**Extract to read**

⁂

Magnetic resonance imaging (MRI) and bulk nuclear magnetic resonance (NMR) are other methods proposed by researchers to monitor the development and ripeness of FFB [18]. Both types of equipment were used to measure the continuous change in the spin–spin relaxation times (T2-values) of the protons in the water and lipids for the development of a ripening tracking process for FFB. However, this method also requires expensive equipment that requires skilled personnel to operate it and is only suitable for indoor laboratory testing.

Another significant method to characterize the maturity grade of oil palm fruits was introduced recently [19], which uses the fruit battery concept. The fruit battery can measure the changes occurring in the oil palm fruit electrolyte properties from decreasing moisture content as the fruit ripens. The ripe fruits flesh displays non-electrolyte properties after being converted to lipids. Thus, lower load voltage values are observed for ripe fruits compared to unripe fruits. The study focused on finding a suitable depth and interval of the electrodes used in fruit battery in order to properly classify the maturity grade. Based on the load voltage readings, a regression analysis was performed, and it was found that the load voltage is strongly related to the moisture content of oil palm fruits.

⁂

**Provided records**
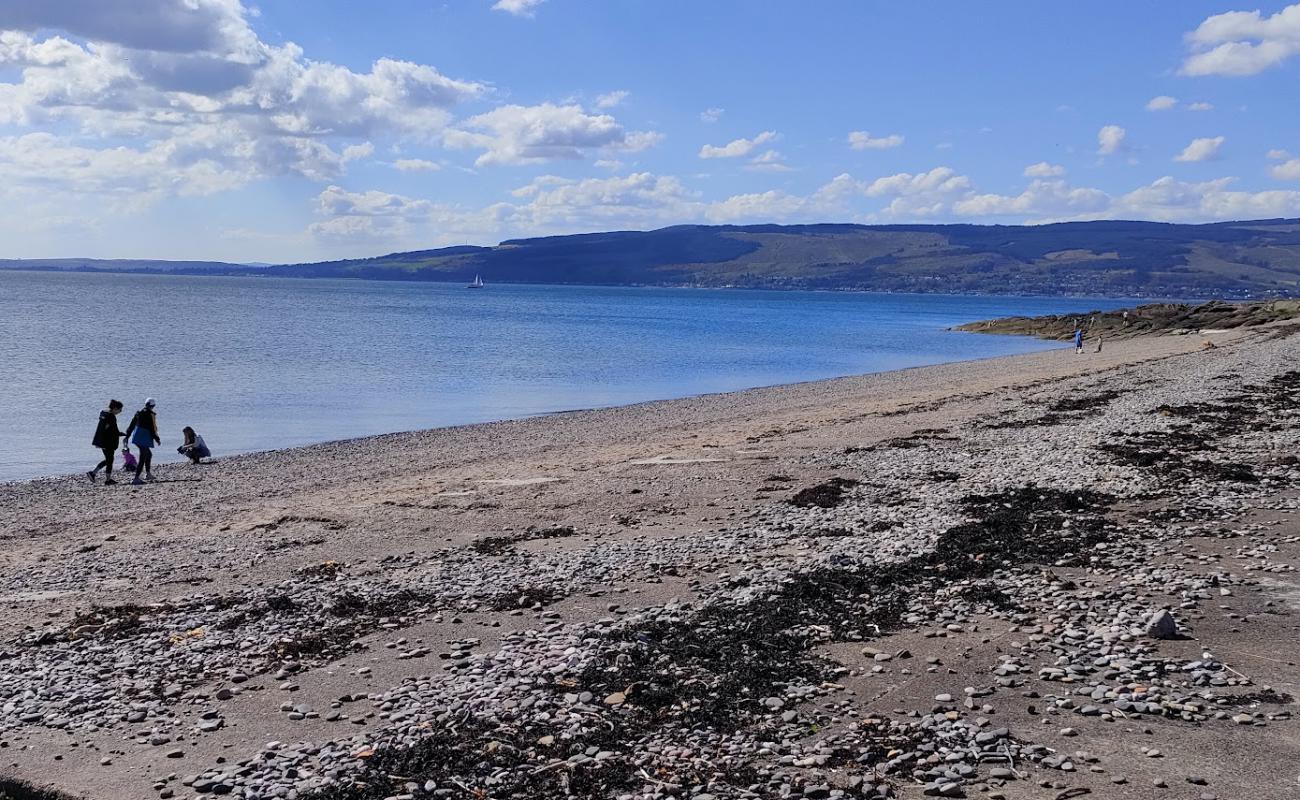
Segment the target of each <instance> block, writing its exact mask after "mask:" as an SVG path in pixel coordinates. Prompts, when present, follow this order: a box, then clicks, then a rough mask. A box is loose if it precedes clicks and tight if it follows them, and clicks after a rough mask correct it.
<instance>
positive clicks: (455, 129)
mask: <svg viewBox="0 0 1300 800" xmlns="http://www.w3.org/2000/svg"><path fill="white" fill-rule="evenodd" d="M467 129H468V130H467ZM660 138H662V135H660V134H658V133H654V131H636V133H630V134H629V133H628V131H625V130H624V129H623V126H621V125H619V122H617V121H616V120H615V118H614V117H611V116H608V114H589V113H586V112H585V111H582V108H581V107H580V105H552V104H550V103H543V104H541V105H502V107H499V108H495V109H493V111H490V112H487V113H482V114H478V116H476V117H471V118H469V120H465V121H464V124H463V125H461V127H458V129H451V130H448V131H447V133H446V134H445V135H443V142H445V143H446V144H447V146H448V147H455V148H474V150H482V151H484V153H482V155H481V156H478V159H477V160H476V161H474V163H476V164H477V165H480V167H486V165H491V164H538V163H542V161H552V160H558V159H581V157H582V156H584V153H585V152H586V151H591V150H599V148H620V150H633V151H634V150H643V148H646V147H650V146H651V144H654V143H656V142H658V140H659V139H660Z"/></svg>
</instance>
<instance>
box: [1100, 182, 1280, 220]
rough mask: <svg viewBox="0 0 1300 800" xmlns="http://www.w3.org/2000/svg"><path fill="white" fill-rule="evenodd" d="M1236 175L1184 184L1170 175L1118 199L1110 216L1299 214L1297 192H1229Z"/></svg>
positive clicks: (1274, 214)
mask: <svg viewBox="0 0 1300 800" xmlns="http://www.w3.org/2000/svg"><path fill="white" fill-rule="evenodd" d="M1234 182H1235V178H1218V180H1214V181H1206V182H1203V183H1183V182H1180V181H1178V180H1175V178H1171V177H1169V176H1166V177H1164V178H1160V180H1157V181H1154V182H1152V183H1151V185H1148V186H1143V187H1140V189H1136V190H1134V191H1130V193H1128V194H1126V195H1123V196H1121V198H1118V199H1117V200H1115V203H1114V206H1113V207H1112V209H1110V216H1112V217H1123V219H1143V220H1160V221H1169V222H1175V221H1196V222H1200V221H1210V220H1252V219H1253V220H1258V219H1269V217H1284V216H1297V215H1300V191H1282V190H1273V191H1256V193H1251V191H1232V190H1230V189H1229V186H1230V185H1231V183H1234Z"/></svg>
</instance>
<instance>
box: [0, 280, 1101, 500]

⁂

Resume the passage on methods for judging oil palm fruit ripeness, picking up after its final sentence.

**Answer to the exercise**
This study focuses on developing a method that can classify the oil palm fruits maturity grade in order to send indication to the workers whether to accept or reject the fruit bunches at the screening area. The method is convenient and efficient for use in on-site testing right before processing inside mills. In this paper, an electrochemical sensor based on the fruit battery principle is developed to provide indication of oil palm fruit maturity grade. The sensor can be used by manually pricking the fruit bunches during the screening process and load voltage readings are detected by the system. The sensor sends a signal as to whether the fruit is ripe or otherwise and the user can decide to accept or reject the fruit bunches for processing. The signal can easily be understood by the workers conducting the screening process.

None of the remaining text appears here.